* Excerpted passage:

┌────────

The BBC and the Tower of Babel

Sep 17, 2019 by

by David Robertson, Christian Today:

Genesis 11 tells us the fascinating story of the tower of Babel. Humanity was setting itself up against God and as part of that decided to build a skyscraper. God’s means of frustrating this is revealing – “Come, let us go down and confuse their language so they will not understand each other.” The plan worked. Humanity was divided and scattered.

Melvin Tinker, an Anglican vicar, uses the imagery of the tower of Babel, together with that of CS Lewis’s brilliant and prophetic That Hideous Strength, to demonstrate the particular route our culture is going down. Tinker’s book, The Hideous Strength, How the West was Lost, is an important and essential work of for understanding our culture. It is just being republished in an expanded edition.

He shows how the tower of Babel remains a pattern for human rebellion against God. Chronological snobbery (the latest is the greatest etc) can blind us to insights from previous generations. Tinker argues that communalism (where group rather than individual identity reigns), constructionism (using language to deconstruct God and create our own gods) and connectivity (using one language to connect to one another and enable their rebellion against God) are typical of that rebellion.

I think this statement does need some qualification, however. There is a communalism (the church) that is good, a constructionism (building the Kingdom of God and caring for the earth), which is constructive, not destructive, and a connectivity (the tongues of Pentecost which proclaim the Gospel of Jesus rather than the tongues of Babel) that is positive. But Tinker is right to argue that Babylon tries to imitate Jerusalem.

└────────

* Data for analysis:
┌────────

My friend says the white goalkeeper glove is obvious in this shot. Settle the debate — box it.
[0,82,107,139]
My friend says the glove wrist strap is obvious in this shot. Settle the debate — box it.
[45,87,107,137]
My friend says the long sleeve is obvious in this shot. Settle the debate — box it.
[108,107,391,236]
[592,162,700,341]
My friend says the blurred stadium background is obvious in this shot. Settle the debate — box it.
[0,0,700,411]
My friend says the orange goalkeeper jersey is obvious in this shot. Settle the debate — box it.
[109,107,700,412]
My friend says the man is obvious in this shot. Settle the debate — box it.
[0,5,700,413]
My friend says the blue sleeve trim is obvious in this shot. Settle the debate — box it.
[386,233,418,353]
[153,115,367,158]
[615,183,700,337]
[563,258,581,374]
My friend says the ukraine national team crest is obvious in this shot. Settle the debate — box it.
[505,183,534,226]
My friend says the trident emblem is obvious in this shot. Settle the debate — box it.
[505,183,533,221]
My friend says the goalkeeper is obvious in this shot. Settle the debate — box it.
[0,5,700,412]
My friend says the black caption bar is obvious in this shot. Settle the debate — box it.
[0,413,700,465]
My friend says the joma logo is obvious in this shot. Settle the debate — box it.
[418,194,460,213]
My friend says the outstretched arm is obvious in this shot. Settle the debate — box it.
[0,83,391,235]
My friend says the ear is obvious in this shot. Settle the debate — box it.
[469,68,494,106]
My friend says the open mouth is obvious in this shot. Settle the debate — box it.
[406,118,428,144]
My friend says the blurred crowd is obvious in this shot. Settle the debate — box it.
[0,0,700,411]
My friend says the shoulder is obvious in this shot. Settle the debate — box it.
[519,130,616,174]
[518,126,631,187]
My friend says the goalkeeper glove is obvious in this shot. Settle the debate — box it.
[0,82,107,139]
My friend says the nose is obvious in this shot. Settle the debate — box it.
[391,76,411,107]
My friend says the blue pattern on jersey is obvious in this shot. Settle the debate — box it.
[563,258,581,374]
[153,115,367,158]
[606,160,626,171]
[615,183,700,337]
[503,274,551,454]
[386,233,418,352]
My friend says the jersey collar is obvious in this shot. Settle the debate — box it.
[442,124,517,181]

└────────

* Task set:
1. From the article on the BBC and the Tower of Babel, list the three things Tinker argues are typical of human rebellion against God.
2. Reproduce everything in the Tower of Babel article from "Genesis 11 tells" down to "an expanded edition.", word for word.
3. Condense the paragraph of the Tower of Babel article that begins "Melvin Tinker, an Anglican vicar" into two sentences, keeping its main facts.

* Responses for each task:
1.
communalism
constructionism
connectivity

2.
Genesis 11 tells us the fascinating story of the tower of Babel. Humanity was setting itself up against God and as part of that decided to build a skyscraper. God’s means of frustrating this is revealing – “Come, let us go down and confuse their language so they will not understand each other.” The plan worked. Humanity was divided and scattered.

Melvin Tinker, an Anglican vicar, uses the imagery of the tower of Babel, together with that of CS Lewis’s brilliant and prophetic That Hideous Strength, to demonstrate the particular route our culture is going down. Tinker’s book, The Hideous Strength, How the West was Lost, is an important and essential work of for understanding our culture. It is just being republished in an expanded edition.

3. Anglican vicar Melvin Tinker uses the imagery of the tower of Babel and of CS Lewis's That Hideous Strength to show the route our culture is taking. His book, The Hideous Strength, How the West was Lost, is called essential for understanding that culture and is being republished in an expanded edition.